SELECTED TEXT below:

A happy PCB update!
It’s been a long time since I had real progress to report, but here we are: an assembled Libra Cervisiae PCB is actually reading from a load cell.
The problem is not one of design, at least for the single load cell case, but rather one of connectors. The latest revision of PCB uses standard 2.54mm Dupont connectors to attach the load cells. The load cells, however, come with very thin wires, and don’t make good contact inside the terminal. I expect this can be solved by stripping a little more of the wire and folding the exposed part under the insulator before crimping. If that doesn’t work, I can always try putting a little dab of solder in the terminal.
To verify it was the connectors after all, I ensured that the load cell was making good contact by getting the load cell wires in direct contact with the openings on some Dupont jumpers:
The PCB is performing well—using big pours for the excitation and signal grounds, and paying attention to return paths, seems to have made the miniature scale pretty interference-free. It’s precise to within about a gram, or about 150 nanovolts. Fun.
Slightly less fun is that there are a few grams’ worth of error depending on which of the four hookups the load cell is attached to. It might have to do with traces of slightly different length and therefore slightly different resistance. I might fatten the + traces up a bit to try to mitigate that, but at the same time, the use case here doesn’t require perfect accuracy every time. We are, after all, basically integrating for better accuracy over the entire course of fermentation.
Anyway, having sussed out the issue, I can keep on pushing the design forward and get back to work on the full-size scale.

End of SELECTED TEXT.
RECORD EXTRACTS below:

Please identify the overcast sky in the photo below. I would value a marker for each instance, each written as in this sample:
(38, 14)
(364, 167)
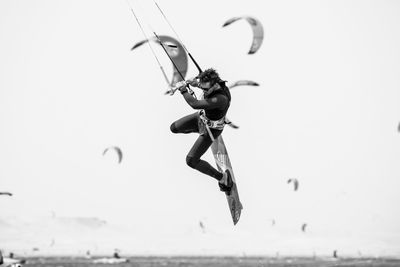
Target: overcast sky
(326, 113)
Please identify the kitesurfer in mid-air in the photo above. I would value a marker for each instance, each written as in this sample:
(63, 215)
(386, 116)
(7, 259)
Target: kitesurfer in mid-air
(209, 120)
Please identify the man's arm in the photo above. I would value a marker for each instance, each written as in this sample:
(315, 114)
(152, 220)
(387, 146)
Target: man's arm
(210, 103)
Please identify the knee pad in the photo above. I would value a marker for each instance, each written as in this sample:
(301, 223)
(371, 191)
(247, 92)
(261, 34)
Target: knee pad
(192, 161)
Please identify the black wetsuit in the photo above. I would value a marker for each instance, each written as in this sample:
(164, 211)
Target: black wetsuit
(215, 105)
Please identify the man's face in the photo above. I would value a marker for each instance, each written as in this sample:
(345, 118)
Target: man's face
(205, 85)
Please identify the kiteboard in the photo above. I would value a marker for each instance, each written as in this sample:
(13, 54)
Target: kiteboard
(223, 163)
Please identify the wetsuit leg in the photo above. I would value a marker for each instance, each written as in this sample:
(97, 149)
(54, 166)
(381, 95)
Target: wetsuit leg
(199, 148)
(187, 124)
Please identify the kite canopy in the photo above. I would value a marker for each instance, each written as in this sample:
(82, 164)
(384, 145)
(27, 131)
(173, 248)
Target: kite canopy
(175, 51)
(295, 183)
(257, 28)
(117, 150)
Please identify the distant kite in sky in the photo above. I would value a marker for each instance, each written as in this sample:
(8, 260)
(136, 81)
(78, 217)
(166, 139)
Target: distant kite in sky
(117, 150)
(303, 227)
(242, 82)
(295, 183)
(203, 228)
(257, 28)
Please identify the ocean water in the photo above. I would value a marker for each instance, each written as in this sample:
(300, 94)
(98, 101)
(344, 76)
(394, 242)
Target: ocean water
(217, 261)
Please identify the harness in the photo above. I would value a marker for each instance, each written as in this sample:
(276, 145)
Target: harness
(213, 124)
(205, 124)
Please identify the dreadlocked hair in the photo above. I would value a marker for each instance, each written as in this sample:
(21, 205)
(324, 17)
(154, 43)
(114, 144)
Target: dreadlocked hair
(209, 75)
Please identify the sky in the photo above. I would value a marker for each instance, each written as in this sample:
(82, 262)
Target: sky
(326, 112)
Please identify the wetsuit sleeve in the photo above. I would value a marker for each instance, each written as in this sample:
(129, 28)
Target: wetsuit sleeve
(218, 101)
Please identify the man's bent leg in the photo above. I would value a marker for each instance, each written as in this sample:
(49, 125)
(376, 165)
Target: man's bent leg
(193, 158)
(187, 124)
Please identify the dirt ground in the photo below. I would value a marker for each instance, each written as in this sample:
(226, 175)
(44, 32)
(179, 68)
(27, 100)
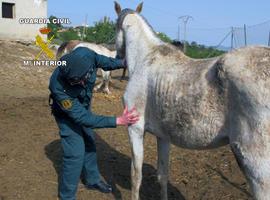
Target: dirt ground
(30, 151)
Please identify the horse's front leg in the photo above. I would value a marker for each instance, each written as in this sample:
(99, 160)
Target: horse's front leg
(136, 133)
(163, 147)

End of RECORD EXTRACTS.
RECORD EXTRACTS below:

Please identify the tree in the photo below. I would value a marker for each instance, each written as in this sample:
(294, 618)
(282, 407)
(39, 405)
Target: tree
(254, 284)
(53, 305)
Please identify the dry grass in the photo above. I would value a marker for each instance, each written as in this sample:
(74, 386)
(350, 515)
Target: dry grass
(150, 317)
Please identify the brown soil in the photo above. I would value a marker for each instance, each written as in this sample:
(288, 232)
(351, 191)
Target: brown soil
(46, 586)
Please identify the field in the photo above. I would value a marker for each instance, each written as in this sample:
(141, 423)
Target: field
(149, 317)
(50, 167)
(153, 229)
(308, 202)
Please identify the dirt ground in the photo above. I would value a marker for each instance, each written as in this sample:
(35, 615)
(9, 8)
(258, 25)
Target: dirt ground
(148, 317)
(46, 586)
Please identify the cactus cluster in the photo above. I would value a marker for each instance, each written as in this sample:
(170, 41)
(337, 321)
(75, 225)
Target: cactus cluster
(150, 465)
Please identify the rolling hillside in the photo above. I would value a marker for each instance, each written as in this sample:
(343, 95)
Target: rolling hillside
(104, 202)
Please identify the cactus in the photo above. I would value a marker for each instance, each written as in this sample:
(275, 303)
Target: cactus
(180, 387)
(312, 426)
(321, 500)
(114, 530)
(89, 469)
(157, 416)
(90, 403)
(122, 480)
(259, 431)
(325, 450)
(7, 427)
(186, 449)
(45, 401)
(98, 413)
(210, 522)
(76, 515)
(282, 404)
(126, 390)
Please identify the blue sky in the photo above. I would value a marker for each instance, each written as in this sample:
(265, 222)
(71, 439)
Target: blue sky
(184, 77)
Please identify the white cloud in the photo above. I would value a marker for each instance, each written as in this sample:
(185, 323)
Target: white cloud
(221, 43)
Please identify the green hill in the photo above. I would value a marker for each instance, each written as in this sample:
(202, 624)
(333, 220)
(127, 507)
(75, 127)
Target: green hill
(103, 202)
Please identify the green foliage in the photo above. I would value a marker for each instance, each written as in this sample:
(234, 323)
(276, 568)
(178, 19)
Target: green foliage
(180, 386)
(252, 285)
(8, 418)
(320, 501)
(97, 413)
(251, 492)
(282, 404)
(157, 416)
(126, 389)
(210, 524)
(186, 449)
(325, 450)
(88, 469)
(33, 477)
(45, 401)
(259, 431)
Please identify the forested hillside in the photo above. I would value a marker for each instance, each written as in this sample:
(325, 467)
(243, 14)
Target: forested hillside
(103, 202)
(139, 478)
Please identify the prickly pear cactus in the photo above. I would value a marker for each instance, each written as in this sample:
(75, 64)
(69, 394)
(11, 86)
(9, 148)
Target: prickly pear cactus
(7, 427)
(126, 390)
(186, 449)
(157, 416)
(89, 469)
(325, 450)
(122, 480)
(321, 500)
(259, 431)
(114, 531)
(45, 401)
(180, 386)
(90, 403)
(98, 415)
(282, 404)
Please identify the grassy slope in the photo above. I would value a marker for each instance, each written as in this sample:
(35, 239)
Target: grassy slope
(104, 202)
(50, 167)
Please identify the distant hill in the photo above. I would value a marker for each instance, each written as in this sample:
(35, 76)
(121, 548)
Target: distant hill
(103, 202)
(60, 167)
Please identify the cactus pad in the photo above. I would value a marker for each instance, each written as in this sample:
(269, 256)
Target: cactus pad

End of RECORD EXTRACTS.
RECORD EXTRACTS below:

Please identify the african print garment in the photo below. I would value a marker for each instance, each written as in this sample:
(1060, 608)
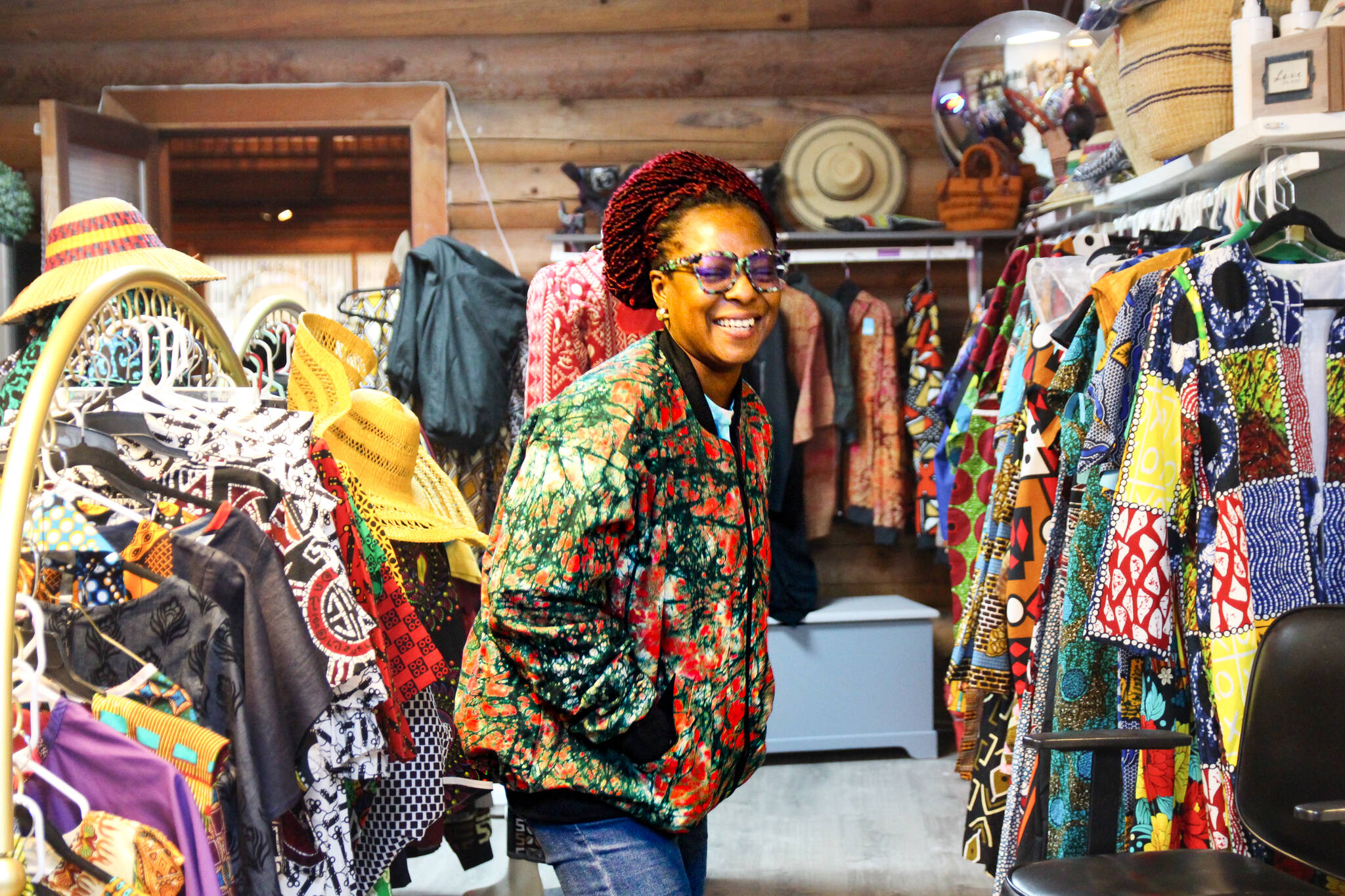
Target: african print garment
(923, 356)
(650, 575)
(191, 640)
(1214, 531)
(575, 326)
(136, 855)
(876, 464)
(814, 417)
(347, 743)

End of RECORD EXTRACTS.

**WHAT TO WORK ON:**
Check whether each statement agrees with the PCB update. Answer yes or no for each, and quote the words from the text that decide it.
(a) The latest PCB revision attaches the load cells with standard 2.54mm Dupont connectors.
(b) The miniature scale is precise to within about ten grams.
(c) The load cells come with thick wires.

**REPLY TO THE TASK:**
(a) Yes: "The latest revision of PCB uses standard 2.54mm Dupont connectors to attach the load cells."
(b) No: "It’s precise to within about a gram, or about 150 nanovolts."
(c) No: "The load cells, however, come with very thin wires, and don’t make good contact inside the terminal."